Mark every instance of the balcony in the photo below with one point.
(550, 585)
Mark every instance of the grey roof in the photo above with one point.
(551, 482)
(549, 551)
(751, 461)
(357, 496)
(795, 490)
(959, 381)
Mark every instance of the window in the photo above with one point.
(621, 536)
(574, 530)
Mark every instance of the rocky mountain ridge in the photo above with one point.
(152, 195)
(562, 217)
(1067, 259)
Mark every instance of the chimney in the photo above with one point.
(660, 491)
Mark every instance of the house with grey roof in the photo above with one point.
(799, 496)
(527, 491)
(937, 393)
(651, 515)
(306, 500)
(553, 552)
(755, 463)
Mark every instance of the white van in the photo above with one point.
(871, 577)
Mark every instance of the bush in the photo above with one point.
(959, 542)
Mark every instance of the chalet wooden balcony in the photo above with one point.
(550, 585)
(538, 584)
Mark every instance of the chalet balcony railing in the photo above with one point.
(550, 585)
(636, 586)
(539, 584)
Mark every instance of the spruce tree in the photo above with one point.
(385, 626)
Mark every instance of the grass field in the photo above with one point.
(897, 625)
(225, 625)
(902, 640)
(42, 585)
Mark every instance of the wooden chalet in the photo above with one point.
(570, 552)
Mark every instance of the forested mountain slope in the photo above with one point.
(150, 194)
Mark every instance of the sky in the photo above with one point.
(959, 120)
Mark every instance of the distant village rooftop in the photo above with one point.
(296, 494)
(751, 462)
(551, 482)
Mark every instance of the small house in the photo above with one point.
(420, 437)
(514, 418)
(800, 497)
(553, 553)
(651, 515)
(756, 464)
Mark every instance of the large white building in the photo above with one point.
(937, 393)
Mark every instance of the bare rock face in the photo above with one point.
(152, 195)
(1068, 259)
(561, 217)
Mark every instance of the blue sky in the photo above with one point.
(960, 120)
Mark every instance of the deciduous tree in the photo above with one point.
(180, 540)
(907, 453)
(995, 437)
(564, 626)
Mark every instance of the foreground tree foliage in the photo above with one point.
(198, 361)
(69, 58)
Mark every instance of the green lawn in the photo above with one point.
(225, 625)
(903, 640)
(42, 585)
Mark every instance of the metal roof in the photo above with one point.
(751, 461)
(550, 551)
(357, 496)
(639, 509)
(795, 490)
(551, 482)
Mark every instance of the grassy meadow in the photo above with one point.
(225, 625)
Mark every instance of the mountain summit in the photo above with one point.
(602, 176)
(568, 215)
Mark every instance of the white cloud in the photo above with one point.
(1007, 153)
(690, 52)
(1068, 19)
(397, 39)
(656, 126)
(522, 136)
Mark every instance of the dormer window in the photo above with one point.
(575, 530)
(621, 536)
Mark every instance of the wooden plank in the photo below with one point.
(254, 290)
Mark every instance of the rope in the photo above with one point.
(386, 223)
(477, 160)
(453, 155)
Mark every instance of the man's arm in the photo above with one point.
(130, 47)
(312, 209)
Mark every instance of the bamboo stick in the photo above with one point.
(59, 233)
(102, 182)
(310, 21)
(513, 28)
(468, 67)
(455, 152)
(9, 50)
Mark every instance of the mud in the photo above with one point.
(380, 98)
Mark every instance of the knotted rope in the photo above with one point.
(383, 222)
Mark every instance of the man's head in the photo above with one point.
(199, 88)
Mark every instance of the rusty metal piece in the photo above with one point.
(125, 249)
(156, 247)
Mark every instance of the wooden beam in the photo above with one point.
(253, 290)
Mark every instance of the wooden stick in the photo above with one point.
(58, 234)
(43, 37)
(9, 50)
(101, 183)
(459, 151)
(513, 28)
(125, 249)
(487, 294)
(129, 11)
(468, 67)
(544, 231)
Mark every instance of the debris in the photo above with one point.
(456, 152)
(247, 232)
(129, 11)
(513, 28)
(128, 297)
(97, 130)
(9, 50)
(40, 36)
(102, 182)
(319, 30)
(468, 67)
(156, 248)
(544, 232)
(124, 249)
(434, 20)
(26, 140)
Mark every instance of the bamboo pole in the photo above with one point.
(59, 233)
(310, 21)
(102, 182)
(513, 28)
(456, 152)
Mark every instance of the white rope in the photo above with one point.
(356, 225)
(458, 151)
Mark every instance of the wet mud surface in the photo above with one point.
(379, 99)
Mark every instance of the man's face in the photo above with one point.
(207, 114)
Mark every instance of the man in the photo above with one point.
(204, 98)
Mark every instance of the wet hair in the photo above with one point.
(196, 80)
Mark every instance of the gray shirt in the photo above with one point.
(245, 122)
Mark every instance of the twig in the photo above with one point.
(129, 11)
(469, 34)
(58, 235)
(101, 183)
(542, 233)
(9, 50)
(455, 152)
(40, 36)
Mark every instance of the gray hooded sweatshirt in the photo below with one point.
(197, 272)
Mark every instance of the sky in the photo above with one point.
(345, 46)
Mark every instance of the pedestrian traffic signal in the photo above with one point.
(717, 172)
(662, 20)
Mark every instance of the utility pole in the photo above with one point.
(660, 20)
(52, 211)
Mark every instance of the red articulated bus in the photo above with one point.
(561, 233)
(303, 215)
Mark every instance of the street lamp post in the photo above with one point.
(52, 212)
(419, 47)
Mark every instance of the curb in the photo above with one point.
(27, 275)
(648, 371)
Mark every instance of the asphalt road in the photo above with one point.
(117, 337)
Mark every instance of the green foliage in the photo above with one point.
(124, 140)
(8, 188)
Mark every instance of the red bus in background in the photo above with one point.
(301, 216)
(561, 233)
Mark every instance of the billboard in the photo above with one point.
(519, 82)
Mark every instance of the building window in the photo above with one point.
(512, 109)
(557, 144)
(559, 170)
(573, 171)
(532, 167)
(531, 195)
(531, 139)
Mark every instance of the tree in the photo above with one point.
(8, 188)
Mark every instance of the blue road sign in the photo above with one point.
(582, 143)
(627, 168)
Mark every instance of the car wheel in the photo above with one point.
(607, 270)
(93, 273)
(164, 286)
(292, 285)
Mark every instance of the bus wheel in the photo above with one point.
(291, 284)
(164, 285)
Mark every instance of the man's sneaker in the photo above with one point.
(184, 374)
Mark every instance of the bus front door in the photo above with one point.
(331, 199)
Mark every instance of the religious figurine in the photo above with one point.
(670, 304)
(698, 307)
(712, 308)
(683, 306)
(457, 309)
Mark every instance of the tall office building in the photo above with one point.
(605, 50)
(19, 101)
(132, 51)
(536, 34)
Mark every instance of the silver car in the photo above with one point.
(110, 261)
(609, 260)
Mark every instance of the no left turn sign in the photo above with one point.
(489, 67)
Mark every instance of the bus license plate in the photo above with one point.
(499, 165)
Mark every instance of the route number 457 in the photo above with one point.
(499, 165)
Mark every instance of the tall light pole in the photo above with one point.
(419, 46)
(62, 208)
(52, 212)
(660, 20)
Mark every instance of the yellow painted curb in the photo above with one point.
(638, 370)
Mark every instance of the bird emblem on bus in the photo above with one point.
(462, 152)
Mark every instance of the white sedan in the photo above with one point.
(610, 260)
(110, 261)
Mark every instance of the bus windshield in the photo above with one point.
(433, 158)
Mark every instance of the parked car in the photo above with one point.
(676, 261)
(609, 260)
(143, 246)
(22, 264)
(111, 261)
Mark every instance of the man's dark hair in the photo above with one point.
※
Task statement ▸ Copy every record once more, exactly as given.

Answer section ▸
Mark every instance of the balcony in the photo below with one point.
(550, 585)
Mark every instance of the grey roof in the photo above with one point.
(551, 482)
(549, 551)
(751, 461)
(357, 496)
(795, 490)
(959, 381)
Mark every instance of the window in the photo above with one point.
(621, 536)
(574, 530)
Mark every instance of the rocky mountain ridge in the photo above with one point.
(152, 195)
(562, 217)
(1067, 259)
Mark every instance of the chimney in the photo above with one point.
(660, 491)
Mark every instance of the house with grey roof in the photo above with one point.
(799, 496)
(527, 491)
(937, 393)
(651, 515)
(306, 500)
(553, 552)
(755, 463)
Mark every instance of the white van in the photo above with one point.
(871, 577)
Mark every instance of the bush in the photo above with one point.
(959, 542)
Mark every instance of the chalet wooden balcony in the photo above with one point.
(550, 585)
(538, 584)
Mark every instance of the chalet balcony railing in the photo above with one point.
(550, 585)
(636, 586)
(539, 584)
Mark every instance of the spruce tree in the photo above with one point.
(385, 626)
Mark every instance of the grass field in the photo above with one point.
(897, 625)
(225, 625)
(902, 640)
(42, 585)
Mark every instance of the wooden chalet in the photo above with one point.
(570, 552)
Mark every instance of the forested mountain slope in the photo above with one point.
(150, 194)
Mark every instance of the sky in the photo above with one point.
(959, 120)
Mark every instance of the distant village rooftop in the photo above with one point.
(296, 494)
(751, 462)
(551, 482)
Mark every instance of the small house in the photo above with one point.
(420, 437)
(514, 418)
(800, 497)
(553, 553)
(651, 515)
(756, 464)
Mark every instance of the large white building in the photo above with one point.
(937, 393)
Mark every instance of the bare rock face in the photo above with one point.
(152, 195)
(1068, 259)
(561, 217)
Mark every instance of the blue sky in the photo above with one point.
(960, 120)
Mark every instance of the deciduous tree in the photo above with one point.
(180, 540)
(907, 453)
(995, 437)
(564, 626)
Mark every instance of the foreground tree foliage in the photo above with one point.
(198, 361)
(69, 58)
Mark every instance of the green lawn in the photo above with one point.
(225, 625)
(903, 640)
(42, 585)
Mark every instance of the metal roof in the photo above with one point.
(751, 461)
(550, 551)
(357, 496)
(639, 509)
(795, 490)
(551, 482)
Mark every instance of the grassy meadow in the photo above with one point.
(225, 625)
Mark every instance of the mountain summit in the photo above with one point.
(602, 176)
(568, 215)
Mark every instance of the white cloud in the photo above with one point.
(1007, 153)
(690, 52)
(1068, 19)
(397, 39)
(656, 126)
(522, 136)
Mark every instance of the dormer window in the photo above with one point.
(575, 530)
(621, 536)
Mark every instance of the wooden plank in the photo below with one point.
(254, 290)
Mark every instance of the rope in the photo above with one point.
(386, 223)
(477, 160)
(453, 155)
Mark every instance of the man's arm in the photo above with one point.
(130, 47)
(312, 209)
Mark every instance of the bamboo stick in the photo above with one point.
(59, 233)
(102, 182)
(310, 21)
(513, 28)
(468, 67)
(455, 152)
(9, 50)
Mark every instance of the mud in the photo above with one point.
(380, 98)
Mark every instance of the knotted rope in the photo above with one point.
(383, 222)
Mark every instance of the man's head in the photo above with one point.
(199, 88)
Mark every instance of the rusty metal piece in the photo above with one point.
(125, 249)
(156, 247)
Mark every instance of the wooden beam in the photo above with one point.
(253, 290)
Mark every instance of the wooden stick in the photo above with one point.
(58, 234)
(43, 37)
(9, 50)
(101, 183)
(459, 151)
(513, 28)
(125, 249)
(487, 294)
(129, 11)
(468, 67)
(544, 231)
Mark every instance of the debris in the photo above with one point.
(456, 152)
(247, 232)
(129, 11)
(513, 28)
(128, 297)
(97, 130)
(9, 50)
(40, 36)
(102, 182)
(319, 30)
(468, 67)
(156, 248)
(544, 232)
(124, 249)
(434, 20)
(26, 140)
Mark every instance of the bamboo pole in the photo above with one point.
(59, 233)
(310, 21)
(102, 182)
(513, 28)
(456, 152)
Mark every instance of the white rope in the photo above with one point.
(356, 225)
(458, 151)
Mark every instance of the wet mud surface in the photo above with one point.
(379, 99)
Mark every instance of the man's face in the photo above with one point.
(207, 114)
Mark every instance of the man in the photo above with one point.
(204, 98)
Mark every instance of the wet hair in the photo above with one point.
(196, 80)
Mark every instance of the gray shirt in the photo above with one point.
(245, 122)
Mark every instance of the twig in the photo above with one point.
(129, 11)
(469, 34)
(58, 235)
(101, 183)
(542, 233)
(9, 50)
(455, 152)
(40, 36)
Mark every instance of the gray hooded sweatshirt in the photo below with one point.
(197, 272)
Mark every instance of the sky in the photo above with one point.
(345, 46)
Mark every instance of the pedestrian traffic signal in the photo above with one point.
(717, 172)
(662, 20)
Mark every instance of the utility pole in the photo above with one point.
(660, 20)
(52, 211)
Mark every instance of the red articulated bus in the photo above with one point.
(561, 233)
(303, 215)
Mark every instance of the street lamp post in the photo above with one point.
(52, 212)
(419, 47)
Mark every instance of the curb in the photo above with one point.
(27, 275)
(648, 371)
Mark every instance of the asphalt road in the photo above with one point.
(117, 337)
Mark every instance of the green foliage in the photo above with one point.
(124, 140)
(8, 188)
Mark every instance of the red bus in background in the photo above with one point.
(301, 216)
(561, 233)
Mark every instance of the billboard in the photo above with one point.
(519, 82)
Mark every instance of the building window in the photo above with one point.
(512, 109)
(557, 144)
(559, 170)
(573, 171)
(532, 167)
(531, 195)
(531, 139)
Mark every instance of the tree in the photo above with one point.
(8, 188)
Mark every instance of the blue road sign in the photo above with one point.
(582, 143)
(627, 168)
Mark every instance of the car wheel in the photo above with one point.
(607, 270)
(93, 273)
(164, 286)
(292, 285)
Mark every instance of the bus wheel in the photo above with one point.
(291, 284)
(164, 285)
Mark every instance of the man's sneaker in the photo above with one point.
(184, 374)
Mark every instance of the bus front door in the photo above with one point.
(331, 199)
Mark every instance of the religious figurine in the photo above with one point.
(670, 304)
(698, 307)
(712, 308)
(683, 306)
(457, 309)
Mark every instance of the tall office building in the photo above with one point.
(605, 50)
(19, 101)
(132, 51)
(536, 34)
Mark every instance of the silver car in the photo above with one point.
(110, 261)
(609, 260)
Mark every instance of the no left turn sign in the photo above with one point.
(489, 67)
Mark every instance of the bus license plate in the photo above with one point.
(499, 165)
Mark every instance of the route number 457 in the photo above with one point.
(499, 165)
Mark every instance of the tall light pole in the photo above with one point.
(419, 46)
(62, 208)
(52, 212)
(660, 20)
Mark every instance of the yellow painted curb in the photo above with one point.
(638, 370)
Mark every instance of the bird emblem on bus in the photo above with one point.
(462, 152)
Mark every instance of the white sedan in the photo above with one point.
(610, 260)
(110, 261)
Mark every instance of the bus windshield in the photo above with one point.
(433, 158)
Mark every instance of the parked car in the photo above with one point.
(676, 261)
(609, 260)
(143, 246)
(22, 264)
(111, 261)
Mark every instance of the man's dark hair in the photo above with one point.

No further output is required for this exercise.